Um quinto Campo de Experiência, entretanto, teve sua nomenclatura modificada, de “Escuta, fala, linguagem e pensamento”, na segunda versão, para “Oralidade e Escrita”, na terceira versão, o que gerou inquietação entre muitos setores da educação infantil.
 
A ênfase em Oralidade e Escrita, como um dos Campos de Experiência que devem ser oferecidos às crianças na educação infantil, representa “um empobrecimento muito grande, pois as crianças nascem com possibilidades muito maiores de expressão”, afirma Maria Thereza Marcilio, fundadora e presidente da Avante, uma das organizações referenciais em direitos da infância no Brasil.
 
Essa ampla capacidade de expressão dos pequenos, nota Maria Thereza, é ressaltada por exemplo por Loris Malaguzzi, idealizador das inovações em educação infantil em Reggio Emilia, na Itália, e que fala nas “100 linguagens das crianças”. “A escola deve acolher e incentivar todas essas experiências de linguagem e não enfatizar oralidade e escrita, que são importantes mas apenas duas formas de linguagem. Essa mudança de nome revela um reducionismo fantástico”, lamenta a presidente da Avante.

Linhas de indicação de objetos rotulados

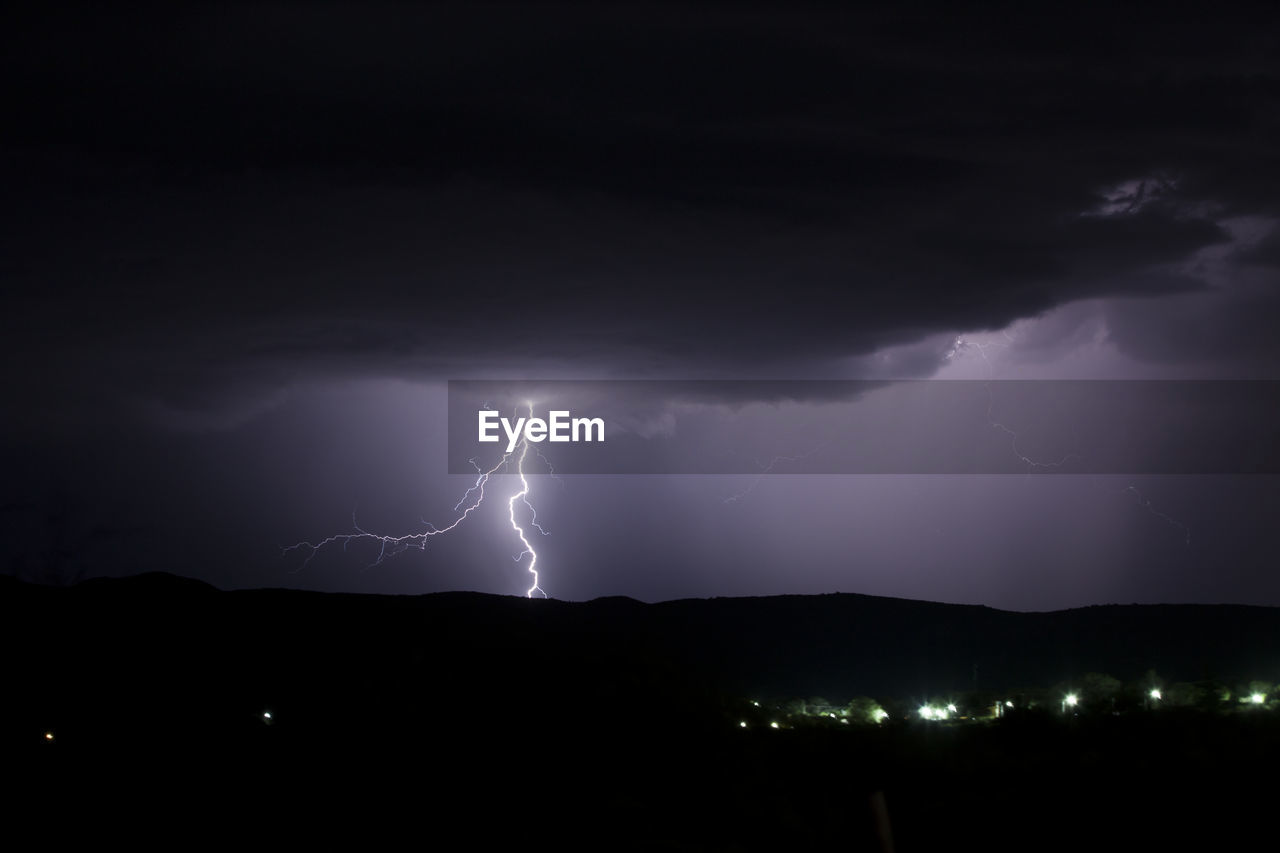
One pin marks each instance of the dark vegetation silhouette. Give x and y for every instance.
(618, 724)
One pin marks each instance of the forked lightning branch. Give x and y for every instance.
(558, 427)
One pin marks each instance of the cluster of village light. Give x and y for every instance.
(936, 712)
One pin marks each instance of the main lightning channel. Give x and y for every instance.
(391, 546)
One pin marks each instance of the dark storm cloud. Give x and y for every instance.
(213, 203)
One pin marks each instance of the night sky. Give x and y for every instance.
(245, 247)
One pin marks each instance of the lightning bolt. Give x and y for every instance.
(768, 469)
(391, 546)
(963, 345)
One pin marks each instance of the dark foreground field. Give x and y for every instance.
(493, 720)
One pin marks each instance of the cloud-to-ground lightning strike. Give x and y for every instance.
(392, 546)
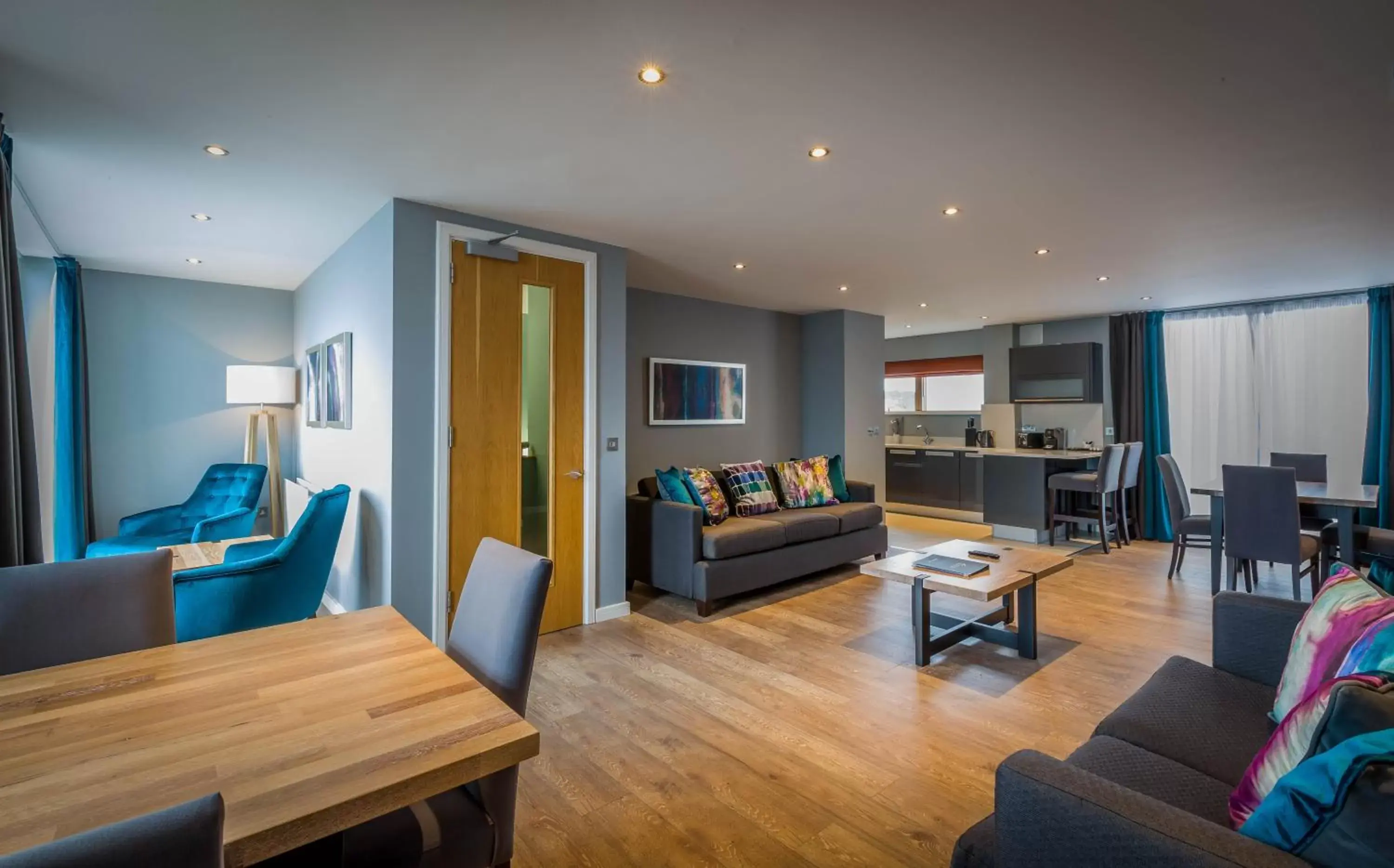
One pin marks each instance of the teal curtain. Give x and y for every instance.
(1156, 428)
(72, 456)
(1379, 423)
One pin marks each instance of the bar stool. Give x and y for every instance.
(1132, 459)
(1102, 482)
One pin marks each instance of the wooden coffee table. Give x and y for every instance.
(1014, 576)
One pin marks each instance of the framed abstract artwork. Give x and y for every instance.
(685, 392)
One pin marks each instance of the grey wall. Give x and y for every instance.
(766, 342)
(413, 402)
(158, 350)
(352, 292)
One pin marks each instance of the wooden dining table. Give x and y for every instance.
(306, 729)
(1343, 499)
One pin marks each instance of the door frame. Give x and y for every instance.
(448, 233)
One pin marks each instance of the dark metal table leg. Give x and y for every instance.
(1216, 541)
(1026, 622)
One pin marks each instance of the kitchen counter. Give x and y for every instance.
(1003, 450)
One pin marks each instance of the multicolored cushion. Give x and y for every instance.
(838, 475)
(750, 487)
(1297, 739)
(805, 482)
(1374, 651)
(1343, 609)
(707, 493)
(672, 488)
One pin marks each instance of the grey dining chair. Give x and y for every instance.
(1262, 523)
(186, 836)
(1188, 530)
(1103, 484)
(80, 609)
(494, 638)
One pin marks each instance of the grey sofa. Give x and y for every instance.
(1152, 786)
(671, 549)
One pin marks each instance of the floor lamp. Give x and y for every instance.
(264, 385)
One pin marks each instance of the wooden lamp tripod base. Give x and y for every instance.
(276, 495)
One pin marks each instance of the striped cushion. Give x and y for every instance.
(750, 488)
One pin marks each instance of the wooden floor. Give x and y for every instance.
(794, 729)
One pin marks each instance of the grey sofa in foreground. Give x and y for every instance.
(1152, 786)
(671, 549)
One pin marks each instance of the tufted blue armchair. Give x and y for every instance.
(224, 506)
(264, 583)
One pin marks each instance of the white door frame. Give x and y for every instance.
(441, 579)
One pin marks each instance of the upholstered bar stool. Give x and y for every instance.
(1102, 482)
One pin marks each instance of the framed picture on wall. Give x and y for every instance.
(685, 392)
(314, 396)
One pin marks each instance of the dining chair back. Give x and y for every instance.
(186, 836)
(81, 609)
(1309, 467)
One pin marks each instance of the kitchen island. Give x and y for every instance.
(1003, 487)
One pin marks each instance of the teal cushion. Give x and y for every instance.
(840, 480)
(1329, 809)
(1382, 573)
(672, 487)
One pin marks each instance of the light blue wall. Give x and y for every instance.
(158, 350)
(413, 402)
(352, 292)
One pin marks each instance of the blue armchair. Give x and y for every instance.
(264, 583)
(224, 506)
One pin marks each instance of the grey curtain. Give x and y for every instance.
(21, 534)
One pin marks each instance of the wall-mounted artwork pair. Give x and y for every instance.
(329, 384)
(684, 392)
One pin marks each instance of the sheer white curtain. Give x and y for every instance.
(1287, 377)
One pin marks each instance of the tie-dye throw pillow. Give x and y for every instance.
(805, 482)
(707, 492)
(750, 487)
(1343, 611)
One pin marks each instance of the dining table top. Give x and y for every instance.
(1321, 493)
(306, 729)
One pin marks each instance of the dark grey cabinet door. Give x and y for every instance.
(905, 475)
(971, 482)
(941, 480)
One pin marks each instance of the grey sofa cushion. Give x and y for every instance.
(738, 537)
(1155, 775)
(852, 516)
(805, 526)
(1199, 717)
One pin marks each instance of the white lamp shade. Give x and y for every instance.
(261, 385)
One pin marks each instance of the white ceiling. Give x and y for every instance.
(1194, 151)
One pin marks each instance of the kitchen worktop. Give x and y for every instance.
(1001, 450)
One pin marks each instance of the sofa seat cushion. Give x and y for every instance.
(1201, 717)
(736, 537)
(854, 516)
(1153, 775)
(806, 526)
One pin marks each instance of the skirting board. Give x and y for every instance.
(614, 611)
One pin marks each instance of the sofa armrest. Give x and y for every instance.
(862, 492)
(1251, 634)
(1050, 814)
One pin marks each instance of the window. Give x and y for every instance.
(937, 385)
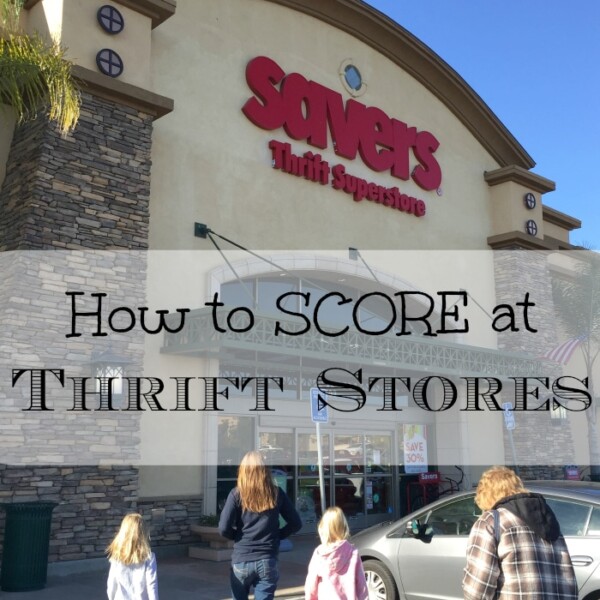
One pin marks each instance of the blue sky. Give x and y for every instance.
(536, 64)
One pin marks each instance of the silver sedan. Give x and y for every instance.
(423, 554)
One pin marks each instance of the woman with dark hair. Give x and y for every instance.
(250, 518)
(516, 550)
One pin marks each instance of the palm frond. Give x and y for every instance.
(34, 74)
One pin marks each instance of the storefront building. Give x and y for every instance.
(264, 147)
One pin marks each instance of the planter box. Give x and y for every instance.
(215, 547)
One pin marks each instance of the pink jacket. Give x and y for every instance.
(335, 573)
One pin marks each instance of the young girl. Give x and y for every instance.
(335, 571)
(132, 573)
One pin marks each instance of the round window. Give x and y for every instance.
(351, 78)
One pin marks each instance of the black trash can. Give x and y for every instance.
(26, 543)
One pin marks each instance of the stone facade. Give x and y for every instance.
(517, 272)
(87, 191)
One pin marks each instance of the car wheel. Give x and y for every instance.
(380, 582)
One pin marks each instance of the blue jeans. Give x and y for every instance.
(262, 574)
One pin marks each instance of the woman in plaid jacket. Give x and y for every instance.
(519, 552)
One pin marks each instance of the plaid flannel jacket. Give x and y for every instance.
(521, 566)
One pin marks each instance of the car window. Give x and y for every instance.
(594, 526)
(454, 518)
(572, 516)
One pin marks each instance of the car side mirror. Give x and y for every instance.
(419, 530)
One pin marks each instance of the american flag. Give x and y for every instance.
(563, 352)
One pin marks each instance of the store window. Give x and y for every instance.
(236, 437)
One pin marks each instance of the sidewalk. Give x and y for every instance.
(180, 578)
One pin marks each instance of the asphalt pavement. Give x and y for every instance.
(179, 577)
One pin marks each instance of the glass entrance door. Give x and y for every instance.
(357, 473)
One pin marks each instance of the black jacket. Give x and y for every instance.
(256, 535)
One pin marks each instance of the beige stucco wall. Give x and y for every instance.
(211, 164)
(510, 212)
(74, 24)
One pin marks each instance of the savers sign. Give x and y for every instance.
(313, 113)
(415, 449)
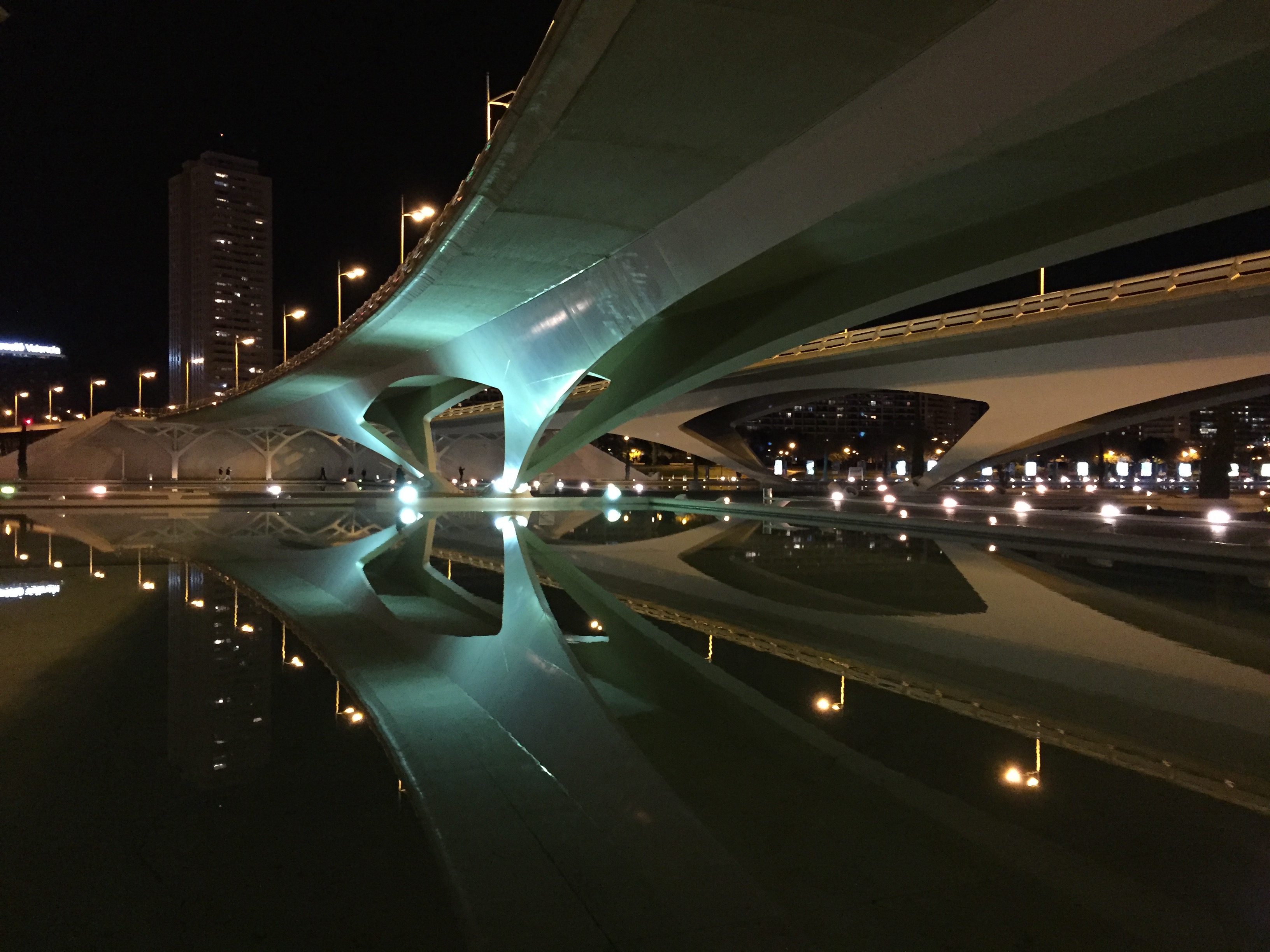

A FAZER → No trecho sobre os Campos de Experiência, substitua "nomenclatura" por "denominação" e reproduza-o começando em "Um quinto Campo" e seguindo até "da educação infantil.".

RESPOSTA DA TAREFA →
Um quinto Campo de Experiência, entretanto, teve sua denominação modificada, de “Escuta, fala, linguagem e pensamento”, na segunda versão, para “Oralidade e Escrita”, na terceira versão, o que gerou inquietação entre muitos setores da educação infantil.